### Goal
Revise the part of the records that opens with the line containing "Practice step: locate the tree bark" and runs through the end of the records, replacing "foggy sky" with "hazy sky" and keeping every other word unchanged.

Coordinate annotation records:
==================================================

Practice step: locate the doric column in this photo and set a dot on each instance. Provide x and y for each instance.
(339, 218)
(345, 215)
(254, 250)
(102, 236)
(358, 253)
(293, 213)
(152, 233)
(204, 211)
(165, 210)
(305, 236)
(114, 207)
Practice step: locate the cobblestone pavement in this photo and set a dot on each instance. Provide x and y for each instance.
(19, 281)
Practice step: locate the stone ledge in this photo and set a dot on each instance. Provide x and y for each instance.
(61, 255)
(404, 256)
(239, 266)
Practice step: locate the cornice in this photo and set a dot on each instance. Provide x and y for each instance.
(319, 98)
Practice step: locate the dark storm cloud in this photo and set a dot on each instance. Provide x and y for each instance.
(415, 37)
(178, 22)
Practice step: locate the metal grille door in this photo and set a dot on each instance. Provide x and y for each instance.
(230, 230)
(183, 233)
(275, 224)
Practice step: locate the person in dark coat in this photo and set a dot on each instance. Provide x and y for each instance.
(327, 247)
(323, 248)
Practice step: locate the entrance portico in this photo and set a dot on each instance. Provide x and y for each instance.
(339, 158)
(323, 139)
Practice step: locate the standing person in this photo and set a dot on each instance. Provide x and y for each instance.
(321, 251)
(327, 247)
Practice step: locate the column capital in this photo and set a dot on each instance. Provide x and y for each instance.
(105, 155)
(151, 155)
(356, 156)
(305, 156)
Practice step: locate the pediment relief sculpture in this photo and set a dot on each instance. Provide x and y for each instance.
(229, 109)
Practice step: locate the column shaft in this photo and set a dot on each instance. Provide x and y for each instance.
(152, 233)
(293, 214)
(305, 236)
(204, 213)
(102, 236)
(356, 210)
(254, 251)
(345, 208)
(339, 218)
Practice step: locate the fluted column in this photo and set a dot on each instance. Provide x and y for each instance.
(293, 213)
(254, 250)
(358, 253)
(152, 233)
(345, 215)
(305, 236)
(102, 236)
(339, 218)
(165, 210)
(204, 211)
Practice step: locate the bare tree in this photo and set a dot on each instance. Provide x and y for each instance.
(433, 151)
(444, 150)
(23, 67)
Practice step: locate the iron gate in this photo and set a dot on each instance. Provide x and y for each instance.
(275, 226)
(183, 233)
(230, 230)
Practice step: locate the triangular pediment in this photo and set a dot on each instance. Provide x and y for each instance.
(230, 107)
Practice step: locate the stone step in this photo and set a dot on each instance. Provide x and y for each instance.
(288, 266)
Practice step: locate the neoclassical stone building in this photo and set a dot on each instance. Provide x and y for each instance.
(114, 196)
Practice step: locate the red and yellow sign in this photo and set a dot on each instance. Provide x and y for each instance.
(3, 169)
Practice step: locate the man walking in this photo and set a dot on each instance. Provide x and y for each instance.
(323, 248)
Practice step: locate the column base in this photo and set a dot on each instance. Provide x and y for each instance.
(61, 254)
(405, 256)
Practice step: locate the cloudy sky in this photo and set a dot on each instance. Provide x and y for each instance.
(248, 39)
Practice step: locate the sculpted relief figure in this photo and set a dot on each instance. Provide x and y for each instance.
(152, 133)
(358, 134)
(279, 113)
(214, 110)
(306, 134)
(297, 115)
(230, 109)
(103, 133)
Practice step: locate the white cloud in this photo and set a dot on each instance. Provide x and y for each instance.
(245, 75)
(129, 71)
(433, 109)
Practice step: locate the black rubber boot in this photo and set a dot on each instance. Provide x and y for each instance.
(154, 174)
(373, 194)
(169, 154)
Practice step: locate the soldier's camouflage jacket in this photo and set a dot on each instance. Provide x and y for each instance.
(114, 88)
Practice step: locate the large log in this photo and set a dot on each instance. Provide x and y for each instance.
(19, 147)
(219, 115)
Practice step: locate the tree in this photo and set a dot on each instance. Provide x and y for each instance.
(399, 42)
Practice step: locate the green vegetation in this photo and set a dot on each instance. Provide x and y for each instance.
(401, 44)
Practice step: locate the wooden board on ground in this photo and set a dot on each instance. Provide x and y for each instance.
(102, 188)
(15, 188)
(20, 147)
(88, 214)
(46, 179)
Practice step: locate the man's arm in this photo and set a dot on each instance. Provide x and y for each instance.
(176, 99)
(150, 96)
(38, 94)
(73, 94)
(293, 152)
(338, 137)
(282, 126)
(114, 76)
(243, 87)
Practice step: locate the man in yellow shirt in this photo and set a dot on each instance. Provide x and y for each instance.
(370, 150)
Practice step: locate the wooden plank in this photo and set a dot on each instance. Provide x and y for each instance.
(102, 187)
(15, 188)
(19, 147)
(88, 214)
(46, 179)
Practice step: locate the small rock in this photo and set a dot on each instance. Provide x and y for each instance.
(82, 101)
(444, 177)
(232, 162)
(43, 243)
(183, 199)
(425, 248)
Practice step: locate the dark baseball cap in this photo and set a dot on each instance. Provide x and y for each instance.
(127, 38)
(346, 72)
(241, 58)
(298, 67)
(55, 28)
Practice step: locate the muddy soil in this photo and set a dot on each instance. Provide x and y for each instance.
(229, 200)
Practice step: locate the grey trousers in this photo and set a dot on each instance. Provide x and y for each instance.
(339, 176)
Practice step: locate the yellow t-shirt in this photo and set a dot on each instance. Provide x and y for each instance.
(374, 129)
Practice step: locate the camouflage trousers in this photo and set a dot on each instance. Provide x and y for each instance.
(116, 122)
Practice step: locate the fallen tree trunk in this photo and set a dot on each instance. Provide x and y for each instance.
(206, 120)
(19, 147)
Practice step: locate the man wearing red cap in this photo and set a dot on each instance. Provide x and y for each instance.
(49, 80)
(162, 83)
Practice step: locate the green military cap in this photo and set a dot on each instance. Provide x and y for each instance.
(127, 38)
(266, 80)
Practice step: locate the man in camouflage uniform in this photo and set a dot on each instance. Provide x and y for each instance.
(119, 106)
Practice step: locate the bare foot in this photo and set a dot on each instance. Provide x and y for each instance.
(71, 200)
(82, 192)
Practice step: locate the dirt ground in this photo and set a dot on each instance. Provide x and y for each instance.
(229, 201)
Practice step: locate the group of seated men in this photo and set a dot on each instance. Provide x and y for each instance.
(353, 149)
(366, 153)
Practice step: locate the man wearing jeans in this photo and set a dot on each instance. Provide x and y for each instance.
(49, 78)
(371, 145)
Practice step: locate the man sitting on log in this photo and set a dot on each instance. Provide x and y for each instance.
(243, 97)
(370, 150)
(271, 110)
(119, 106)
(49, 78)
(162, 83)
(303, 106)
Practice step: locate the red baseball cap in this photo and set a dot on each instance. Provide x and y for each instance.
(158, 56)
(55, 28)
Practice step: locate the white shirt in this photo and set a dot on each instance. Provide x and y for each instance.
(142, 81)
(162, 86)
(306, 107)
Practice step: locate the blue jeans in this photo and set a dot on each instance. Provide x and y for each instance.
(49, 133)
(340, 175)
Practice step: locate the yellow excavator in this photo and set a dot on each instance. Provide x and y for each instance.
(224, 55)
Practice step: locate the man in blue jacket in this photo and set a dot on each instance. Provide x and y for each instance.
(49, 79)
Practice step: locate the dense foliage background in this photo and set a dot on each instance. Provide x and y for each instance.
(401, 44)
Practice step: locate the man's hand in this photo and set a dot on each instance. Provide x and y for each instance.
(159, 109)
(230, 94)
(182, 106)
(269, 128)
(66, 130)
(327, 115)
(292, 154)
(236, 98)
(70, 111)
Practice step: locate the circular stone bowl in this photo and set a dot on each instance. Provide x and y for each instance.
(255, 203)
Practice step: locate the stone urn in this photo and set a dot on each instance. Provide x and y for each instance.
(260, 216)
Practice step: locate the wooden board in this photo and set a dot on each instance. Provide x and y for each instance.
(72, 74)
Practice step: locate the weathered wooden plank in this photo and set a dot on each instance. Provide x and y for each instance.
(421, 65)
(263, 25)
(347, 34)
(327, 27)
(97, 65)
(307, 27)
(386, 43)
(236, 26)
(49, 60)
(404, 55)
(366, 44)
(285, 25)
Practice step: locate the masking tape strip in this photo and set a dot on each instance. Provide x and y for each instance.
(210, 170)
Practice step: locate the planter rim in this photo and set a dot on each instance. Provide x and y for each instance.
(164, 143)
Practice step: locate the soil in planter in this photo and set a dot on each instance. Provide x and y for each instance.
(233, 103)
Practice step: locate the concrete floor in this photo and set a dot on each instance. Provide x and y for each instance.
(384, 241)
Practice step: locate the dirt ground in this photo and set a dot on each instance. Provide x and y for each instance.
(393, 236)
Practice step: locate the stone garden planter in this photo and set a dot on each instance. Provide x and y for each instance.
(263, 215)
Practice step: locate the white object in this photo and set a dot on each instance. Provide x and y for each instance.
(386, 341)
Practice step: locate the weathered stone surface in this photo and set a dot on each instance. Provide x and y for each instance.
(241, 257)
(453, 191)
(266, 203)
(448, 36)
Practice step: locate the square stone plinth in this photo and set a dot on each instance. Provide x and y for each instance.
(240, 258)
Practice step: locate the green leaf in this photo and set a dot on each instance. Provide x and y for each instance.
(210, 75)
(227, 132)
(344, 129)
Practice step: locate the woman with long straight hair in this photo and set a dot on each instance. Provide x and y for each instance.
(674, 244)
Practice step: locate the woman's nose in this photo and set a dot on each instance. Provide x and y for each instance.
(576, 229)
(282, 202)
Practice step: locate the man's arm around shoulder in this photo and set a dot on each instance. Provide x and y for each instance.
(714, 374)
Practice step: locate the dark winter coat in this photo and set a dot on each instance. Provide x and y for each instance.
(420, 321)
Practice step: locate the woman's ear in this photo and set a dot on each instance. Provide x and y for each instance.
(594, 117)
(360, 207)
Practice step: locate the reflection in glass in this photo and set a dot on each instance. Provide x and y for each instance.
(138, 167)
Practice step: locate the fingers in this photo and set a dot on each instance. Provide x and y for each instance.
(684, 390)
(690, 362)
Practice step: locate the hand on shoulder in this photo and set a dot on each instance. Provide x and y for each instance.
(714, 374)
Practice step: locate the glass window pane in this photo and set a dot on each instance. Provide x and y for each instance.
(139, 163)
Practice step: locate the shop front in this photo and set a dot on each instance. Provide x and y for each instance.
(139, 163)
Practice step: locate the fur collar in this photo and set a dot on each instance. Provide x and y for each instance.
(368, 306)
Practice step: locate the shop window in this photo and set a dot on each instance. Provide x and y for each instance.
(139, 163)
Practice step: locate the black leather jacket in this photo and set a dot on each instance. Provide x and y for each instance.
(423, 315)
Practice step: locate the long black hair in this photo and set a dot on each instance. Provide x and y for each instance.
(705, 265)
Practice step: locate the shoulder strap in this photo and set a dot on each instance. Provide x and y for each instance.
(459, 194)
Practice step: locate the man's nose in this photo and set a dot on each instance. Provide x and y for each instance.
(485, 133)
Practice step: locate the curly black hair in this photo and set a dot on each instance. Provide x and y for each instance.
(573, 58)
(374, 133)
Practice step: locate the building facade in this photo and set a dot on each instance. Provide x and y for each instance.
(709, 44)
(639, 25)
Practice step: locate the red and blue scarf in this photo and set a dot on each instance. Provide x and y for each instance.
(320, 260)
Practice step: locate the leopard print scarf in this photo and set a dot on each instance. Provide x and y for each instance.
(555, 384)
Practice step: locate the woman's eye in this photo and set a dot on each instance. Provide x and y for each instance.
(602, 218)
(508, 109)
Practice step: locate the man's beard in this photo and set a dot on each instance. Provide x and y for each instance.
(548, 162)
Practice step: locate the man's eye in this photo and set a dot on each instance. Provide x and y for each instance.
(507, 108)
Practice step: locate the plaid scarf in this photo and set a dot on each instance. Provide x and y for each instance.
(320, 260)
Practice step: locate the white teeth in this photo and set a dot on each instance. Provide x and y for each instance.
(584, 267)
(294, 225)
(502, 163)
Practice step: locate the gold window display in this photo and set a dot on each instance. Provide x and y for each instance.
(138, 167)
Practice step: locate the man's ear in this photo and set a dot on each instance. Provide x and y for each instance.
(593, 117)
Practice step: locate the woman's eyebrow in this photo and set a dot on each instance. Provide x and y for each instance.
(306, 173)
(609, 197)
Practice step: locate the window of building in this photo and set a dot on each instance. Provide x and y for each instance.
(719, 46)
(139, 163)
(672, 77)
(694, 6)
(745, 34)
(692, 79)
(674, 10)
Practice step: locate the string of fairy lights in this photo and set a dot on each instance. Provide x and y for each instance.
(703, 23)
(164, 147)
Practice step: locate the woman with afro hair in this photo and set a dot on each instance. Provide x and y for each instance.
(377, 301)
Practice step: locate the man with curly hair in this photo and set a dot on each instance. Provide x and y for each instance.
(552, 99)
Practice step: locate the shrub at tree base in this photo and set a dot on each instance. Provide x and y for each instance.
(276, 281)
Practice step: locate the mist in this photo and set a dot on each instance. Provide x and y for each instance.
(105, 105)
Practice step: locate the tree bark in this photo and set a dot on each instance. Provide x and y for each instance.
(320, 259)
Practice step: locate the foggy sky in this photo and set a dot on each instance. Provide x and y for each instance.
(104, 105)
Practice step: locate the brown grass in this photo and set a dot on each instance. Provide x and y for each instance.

==================================================

### Full answer
Practice step: locate the tree bark in this photo and set a dot on each instance. Provide x and y for each instance.
(320, 259)
Practice step: locate the hazy sky in this photo and set a dot on each instance. Provide x and y for each instance.
(104, 105)
Practice step: locate the brown grass in this photo and set a dot on each instance. Provide x and y for each instance.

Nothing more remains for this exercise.